GIVEN INFORMATION below:
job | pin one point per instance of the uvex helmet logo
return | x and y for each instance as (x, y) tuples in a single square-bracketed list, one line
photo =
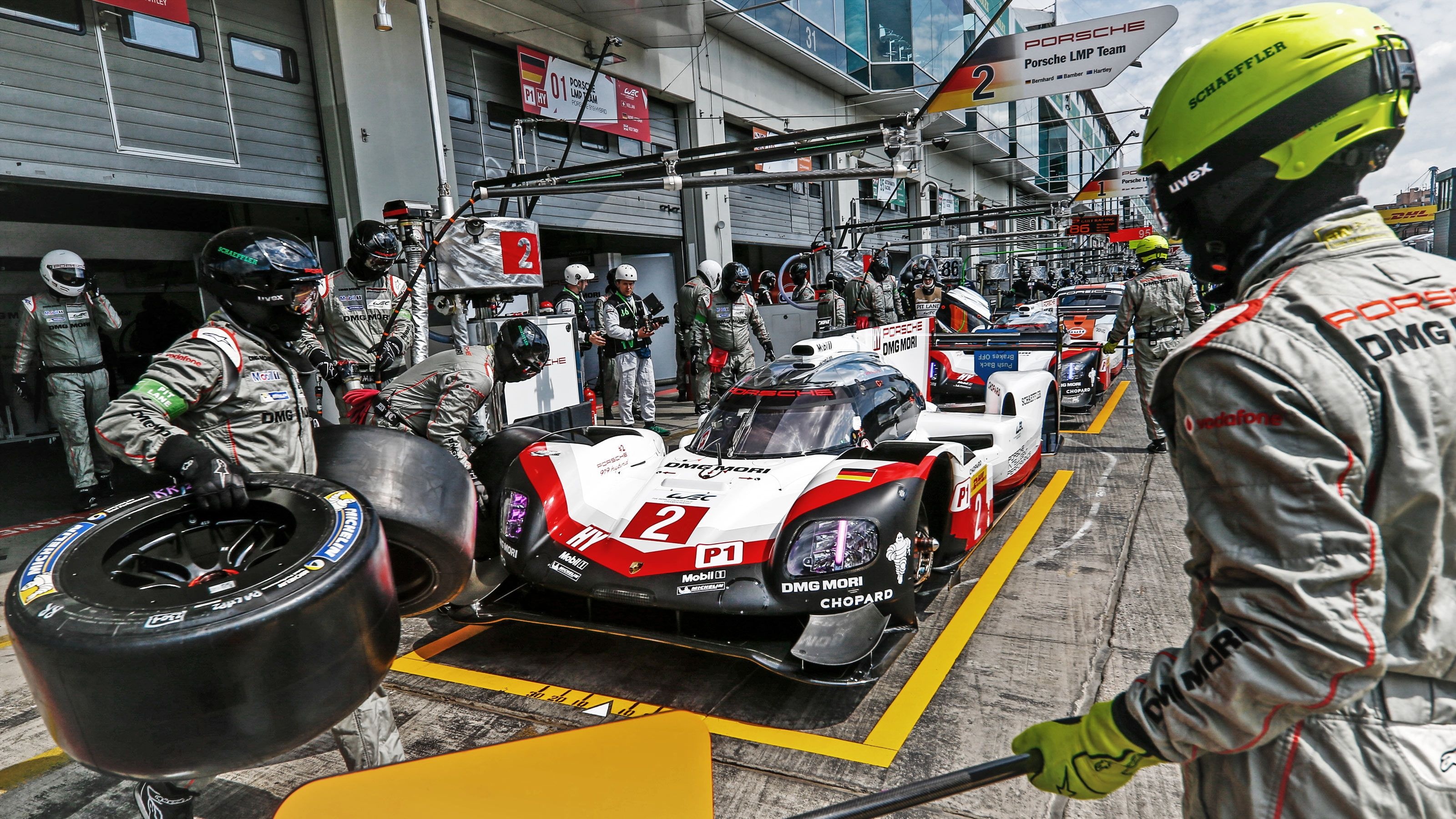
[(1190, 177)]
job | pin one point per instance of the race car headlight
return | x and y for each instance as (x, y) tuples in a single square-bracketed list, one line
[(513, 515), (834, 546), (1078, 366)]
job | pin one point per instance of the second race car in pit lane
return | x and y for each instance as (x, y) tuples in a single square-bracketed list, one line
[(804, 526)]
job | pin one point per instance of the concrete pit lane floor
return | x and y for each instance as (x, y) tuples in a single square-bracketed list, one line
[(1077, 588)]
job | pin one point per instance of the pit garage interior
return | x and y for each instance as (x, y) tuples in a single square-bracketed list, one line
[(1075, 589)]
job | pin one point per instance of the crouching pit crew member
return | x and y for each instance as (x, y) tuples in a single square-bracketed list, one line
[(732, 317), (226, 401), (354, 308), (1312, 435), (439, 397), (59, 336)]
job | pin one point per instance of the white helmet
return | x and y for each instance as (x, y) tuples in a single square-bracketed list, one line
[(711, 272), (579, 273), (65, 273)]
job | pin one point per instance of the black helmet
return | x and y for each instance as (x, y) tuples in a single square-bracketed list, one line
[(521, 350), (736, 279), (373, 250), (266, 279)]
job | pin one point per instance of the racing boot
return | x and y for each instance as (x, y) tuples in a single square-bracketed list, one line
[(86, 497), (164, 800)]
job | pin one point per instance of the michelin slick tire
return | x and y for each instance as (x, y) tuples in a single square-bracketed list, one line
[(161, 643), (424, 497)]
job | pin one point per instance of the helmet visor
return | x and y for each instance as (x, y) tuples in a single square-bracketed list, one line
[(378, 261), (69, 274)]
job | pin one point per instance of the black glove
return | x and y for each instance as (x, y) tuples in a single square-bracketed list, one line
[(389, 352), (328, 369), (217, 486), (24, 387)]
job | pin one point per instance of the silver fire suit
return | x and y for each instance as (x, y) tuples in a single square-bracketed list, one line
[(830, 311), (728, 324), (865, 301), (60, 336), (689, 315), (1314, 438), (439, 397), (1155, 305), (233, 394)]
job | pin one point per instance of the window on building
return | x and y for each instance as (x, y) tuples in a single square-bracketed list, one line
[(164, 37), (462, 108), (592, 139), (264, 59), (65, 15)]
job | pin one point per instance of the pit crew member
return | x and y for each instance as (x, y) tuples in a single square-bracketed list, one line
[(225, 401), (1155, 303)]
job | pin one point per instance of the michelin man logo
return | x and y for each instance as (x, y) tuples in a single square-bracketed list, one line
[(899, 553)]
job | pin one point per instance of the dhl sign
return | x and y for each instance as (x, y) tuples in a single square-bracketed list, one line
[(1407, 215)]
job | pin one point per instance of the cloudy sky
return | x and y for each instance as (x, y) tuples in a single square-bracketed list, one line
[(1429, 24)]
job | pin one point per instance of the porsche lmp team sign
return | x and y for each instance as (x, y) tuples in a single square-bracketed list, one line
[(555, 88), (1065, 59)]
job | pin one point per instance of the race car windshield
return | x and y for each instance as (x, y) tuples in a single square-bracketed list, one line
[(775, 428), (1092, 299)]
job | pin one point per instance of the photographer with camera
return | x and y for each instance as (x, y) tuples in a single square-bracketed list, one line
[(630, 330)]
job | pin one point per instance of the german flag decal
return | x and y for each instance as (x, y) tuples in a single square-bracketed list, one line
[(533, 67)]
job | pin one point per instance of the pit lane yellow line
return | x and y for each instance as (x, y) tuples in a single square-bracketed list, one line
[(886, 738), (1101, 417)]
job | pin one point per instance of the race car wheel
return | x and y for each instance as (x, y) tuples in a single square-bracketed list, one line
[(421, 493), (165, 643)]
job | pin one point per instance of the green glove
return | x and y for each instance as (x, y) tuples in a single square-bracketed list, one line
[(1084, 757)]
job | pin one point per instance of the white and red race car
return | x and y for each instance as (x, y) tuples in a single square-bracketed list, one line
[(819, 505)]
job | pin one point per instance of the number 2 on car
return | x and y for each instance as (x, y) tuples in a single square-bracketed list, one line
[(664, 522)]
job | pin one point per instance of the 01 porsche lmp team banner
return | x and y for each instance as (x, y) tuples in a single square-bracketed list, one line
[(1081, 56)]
End of GIVEN INFORMATION.
YOUR INSTRUCTIONS
Write out exactly and only the lines that run from the start of the data above through the line containing "job | pin one point per instance of the black helmet", leaving the pictures out.

ANSWER BOX
job | pin one point per instance of the uvex helmet logo
return | x and y for each instance as (x, y) tuples in a single square-bracketed list, one line
photo =
[(1190, 177)]
job | pin one point per instance of the race car headlight
return | x and y for each instance as (x, y) tuples in a single square-bracketed list, one line
[(513, 515), (834, 546), (1078, 366)]
job | pin one point per instance of the second race car in pit lane
return | x and y for each instance as (x, y) tuples in a single square-bracketed list, one line
[(804, 526)]
job | pin one point per instance of the concrete pit lane floor
return | x and y for each instance as (x, y) tuples in a single square-bracketed list, one line
[(1077, 588)]
job | pin one point per instance of the pit garage interior
return | x and y for each instance as (x, y) tuples in a single square-bracketed list, one line
[(1075, 589)]
job | pin one point per instance of the crouching pit crew member
return | x and y for each instance as (x, y) tuples in a single square-bracketed list, one line
[(732, 317), (226, 401), (354, 308), (1312, 435), (439, 397), (59, 336)]
job | pin one point per instance of the white helmet
return | x and y for each instance as (x, y) tuples in a single square-bracketed list, one line
[(711, 272), (579, 273), (65, 273)]
job | pin one point per instance of the black helmet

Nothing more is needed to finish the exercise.